Challenge.
With the pictures left out, reproduce exactly the lines running from the line with "Could you kindly annotate the arched" to the last line of the material below.

#####

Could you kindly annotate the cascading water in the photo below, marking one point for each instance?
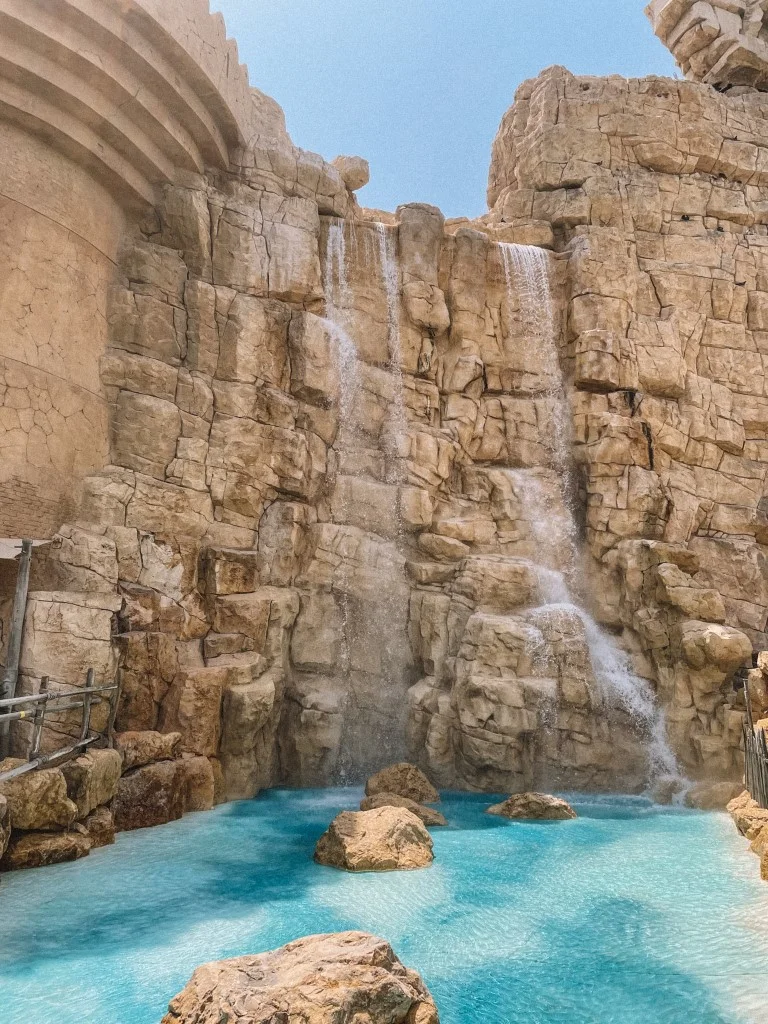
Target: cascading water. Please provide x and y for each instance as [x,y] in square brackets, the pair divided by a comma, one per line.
[526,271]
[397,426]
[370,580]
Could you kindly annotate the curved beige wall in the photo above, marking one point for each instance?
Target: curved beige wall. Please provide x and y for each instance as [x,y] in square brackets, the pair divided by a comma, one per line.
[101,101]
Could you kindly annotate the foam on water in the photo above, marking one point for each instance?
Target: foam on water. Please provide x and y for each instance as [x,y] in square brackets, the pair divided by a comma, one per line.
[630,914]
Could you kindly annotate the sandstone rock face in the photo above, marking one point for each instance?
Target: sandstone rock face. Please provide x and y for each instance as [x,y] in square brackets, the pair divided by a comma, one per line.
[150,796]
[722,42]
[41,849]
[100,827]
[534,806]
[92,779]
[331,465]
[354,171]
[387,839]
[38,801]
[402,780]
[4,825]
[323,979]
[139,749]
[427,814]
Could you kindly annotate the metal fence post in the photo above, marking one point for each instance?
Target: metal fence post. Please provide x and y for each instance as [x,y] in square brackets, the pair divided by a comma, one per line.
[87,706]
[39,720]
[8,685]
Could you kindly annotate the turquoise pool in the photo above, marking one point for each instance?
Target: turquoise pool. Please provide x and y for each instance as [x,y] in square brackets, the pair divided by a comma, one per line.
[631,914]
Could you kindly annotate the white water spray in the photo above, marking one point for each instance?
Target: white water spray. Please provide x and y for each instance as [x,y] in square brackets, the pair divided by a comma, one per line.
[397,426]
[526,271]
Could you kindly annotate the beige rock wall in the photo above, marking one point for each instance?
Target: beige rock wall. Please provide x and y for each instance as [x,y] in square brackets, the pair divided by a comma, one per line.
[342,469]
[655,193]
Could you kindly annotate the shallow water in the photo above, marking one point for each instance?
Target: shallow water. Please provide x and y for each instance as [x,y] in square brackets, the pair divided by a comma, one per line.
[630,914]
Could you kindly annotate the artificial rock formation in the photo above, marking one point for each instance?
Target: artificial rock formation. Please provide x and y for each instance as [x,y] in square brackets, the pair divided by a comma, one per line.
[327,487]
[384,839]
[323,979]
[539,806]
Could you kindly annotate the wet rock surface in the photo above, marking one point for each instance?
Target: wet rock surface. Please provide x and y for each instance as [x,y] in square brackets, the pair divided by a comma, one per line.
[427,814]
[402,780]
[324,979]
[387,839]
[534,806]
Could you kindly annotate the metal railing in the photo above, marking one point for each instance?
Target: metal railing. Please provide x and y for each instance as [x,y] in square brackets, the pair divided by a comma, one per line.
[38,707]
[756,756]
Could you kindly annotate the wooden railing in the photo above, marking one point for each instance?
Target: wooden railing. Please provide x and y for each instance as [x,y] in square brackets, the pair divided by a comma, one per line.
[756,756]
[39,707]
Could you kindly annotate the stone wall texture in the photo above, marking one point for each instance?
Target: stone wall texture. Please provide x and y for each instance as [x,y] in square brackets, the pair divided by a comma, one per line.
[328,486]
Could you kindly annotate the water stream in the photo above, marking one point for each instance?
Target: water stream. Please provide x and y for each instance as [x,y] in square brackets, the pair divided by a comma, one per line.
[527,275]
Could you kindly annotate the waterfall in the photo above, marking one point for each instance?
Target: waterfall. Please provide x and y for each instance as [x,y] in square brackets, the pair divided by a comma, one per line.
[526,272]
[397,426]
[369,580]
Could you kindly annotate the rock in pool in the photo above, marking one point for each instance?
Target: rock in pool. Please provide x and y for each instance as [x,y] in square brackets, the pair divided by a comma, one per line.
[387,839]
[538,806]
[324,979]
[428,814]
[402,780]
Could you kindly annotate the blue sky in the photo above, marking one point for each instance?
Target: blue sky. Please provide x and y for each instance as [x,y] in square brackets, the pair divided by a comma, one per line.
[418,87]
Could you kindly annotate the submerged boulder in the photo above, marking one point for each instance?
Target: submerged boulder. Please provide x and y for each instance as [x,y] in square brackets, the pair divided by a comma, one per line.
[42,849]
[38,800]
[748,815]
[324,979]
[427,814]
[529,806]
[402,780]
[387,839]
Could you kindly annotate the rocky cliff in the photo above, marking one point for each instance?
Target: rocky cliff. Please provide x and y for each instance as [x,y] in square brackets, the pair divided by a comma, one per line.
[381,483]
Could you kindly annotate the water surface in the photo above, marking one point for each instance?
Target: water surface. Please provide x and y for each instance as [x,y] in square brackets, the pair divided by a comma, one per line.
[631,914]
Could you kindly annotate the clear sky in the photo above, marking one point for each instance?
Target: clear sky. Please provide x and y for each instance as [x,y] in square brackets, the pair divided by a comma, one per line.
[418,87]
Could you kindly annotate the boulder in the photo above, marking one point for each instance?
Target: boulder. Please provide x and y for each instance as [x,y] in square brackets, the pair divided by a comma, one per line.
[150,796]
[42,849]
[92,779]
[529,806]
[712,796]
[100,827]
[38,800]
[427,814]
[748,815]
[387,839]
[4,825]
[402,780]
[140,749]
[324,979]
[354,171]
[197,774]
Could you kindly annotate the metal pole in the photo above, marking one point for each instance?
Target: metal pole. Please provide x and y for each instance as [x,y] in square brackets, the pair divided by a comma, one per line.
[87,705]
[8,685]
[39,721]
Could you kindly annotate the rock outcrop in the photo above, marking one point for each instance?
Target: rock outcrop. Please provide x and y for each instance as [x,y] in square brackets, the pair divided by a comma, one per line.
[387,839]
[535,806]
[324,979]
[427,814]
[722,42]
[314,474]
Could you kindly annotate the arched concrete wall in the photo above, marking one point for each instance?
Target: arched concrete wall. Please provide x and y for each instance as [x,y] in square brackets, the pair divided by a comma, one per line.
[101,101]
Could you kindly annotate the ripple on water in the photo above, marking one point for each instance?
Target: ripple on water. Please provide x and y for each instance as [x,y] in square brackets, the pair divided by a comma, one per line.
[632,913]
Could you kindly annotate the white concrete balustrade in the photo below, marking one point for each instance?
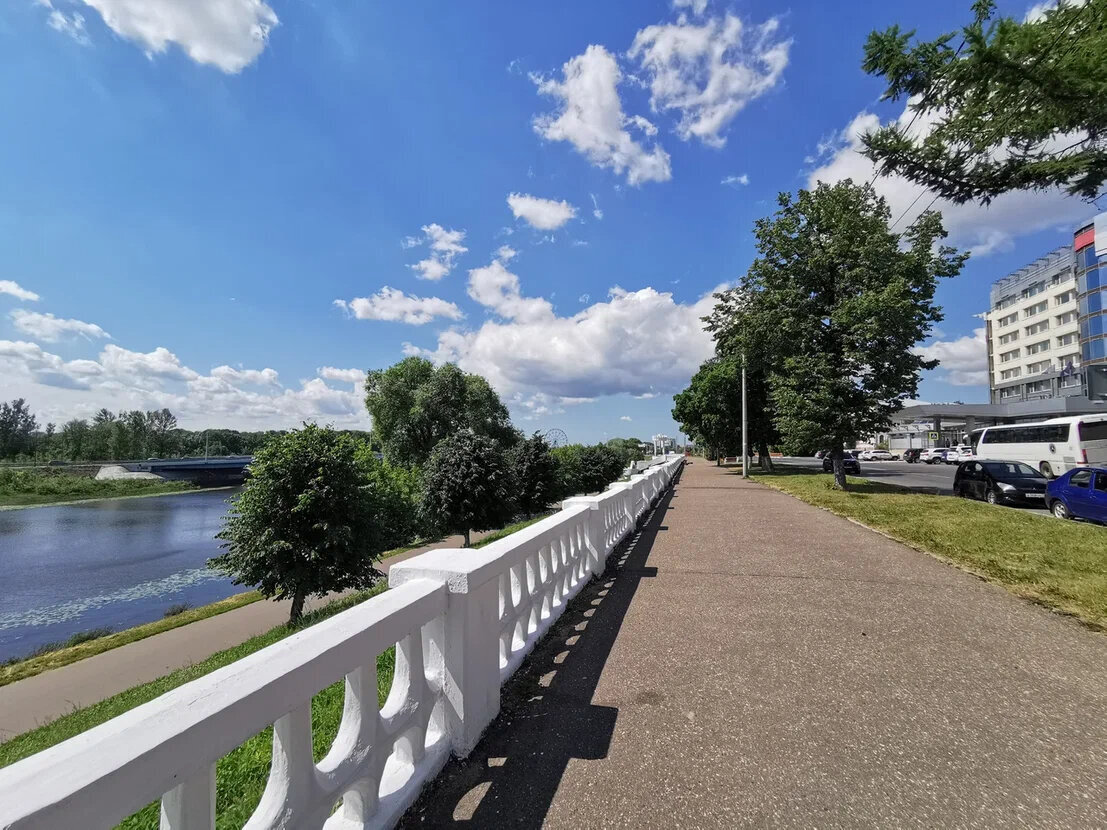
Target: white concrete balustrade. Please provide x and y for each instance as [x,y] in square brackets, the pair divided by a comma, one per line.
[462,622]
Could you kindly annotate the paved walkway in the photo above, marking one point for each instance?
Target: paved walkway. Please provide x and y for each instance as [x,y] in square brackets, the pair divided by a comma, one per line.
[755,661]
[32,702]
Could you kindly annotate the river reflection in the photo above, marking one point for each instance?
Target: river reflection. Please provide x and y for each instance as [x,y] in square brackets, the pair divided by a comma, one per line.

#####

Written solution.
Could you kindly annotate the arched concrete wall in the photo above, marking one point for each instance?
Target: arched concrete wall. Please provide x and y for each instance as [x,y] in square brackets, the pair divided by a comma, one per line.
[101,101]
Could you kindly annotate the ripple on water in the photo above, marking one point for each instance?
Target: ripple on water. Please provide x and y for each instance as [x,y] in square brackets, the pair divided by a comma, one per line.
[632,913]
Could you kindly annotate the white concrete balustrade in the photo below, marking one point for each instance?
Target: white concrete balustrade. Please provide x and y for each instance as [x,y] in square brackets, the pair divided by a comma, one per line.
[462,622]
Could you kindly annotate the paved walkway in the photo above, marking one point for each instance?
Target: paved walkway. Please provide x and y for each instance as [x,y] in square brackets, the pair divided by a comma, one per line.
[755,661]
[32,702]
Could you kindly annotate the river reflection in the photo above, marking one point for each instance?
Target: river reflection. Please provide x and y for each instance as [x,y] in square brackets, the pair divided by a comma, one per line.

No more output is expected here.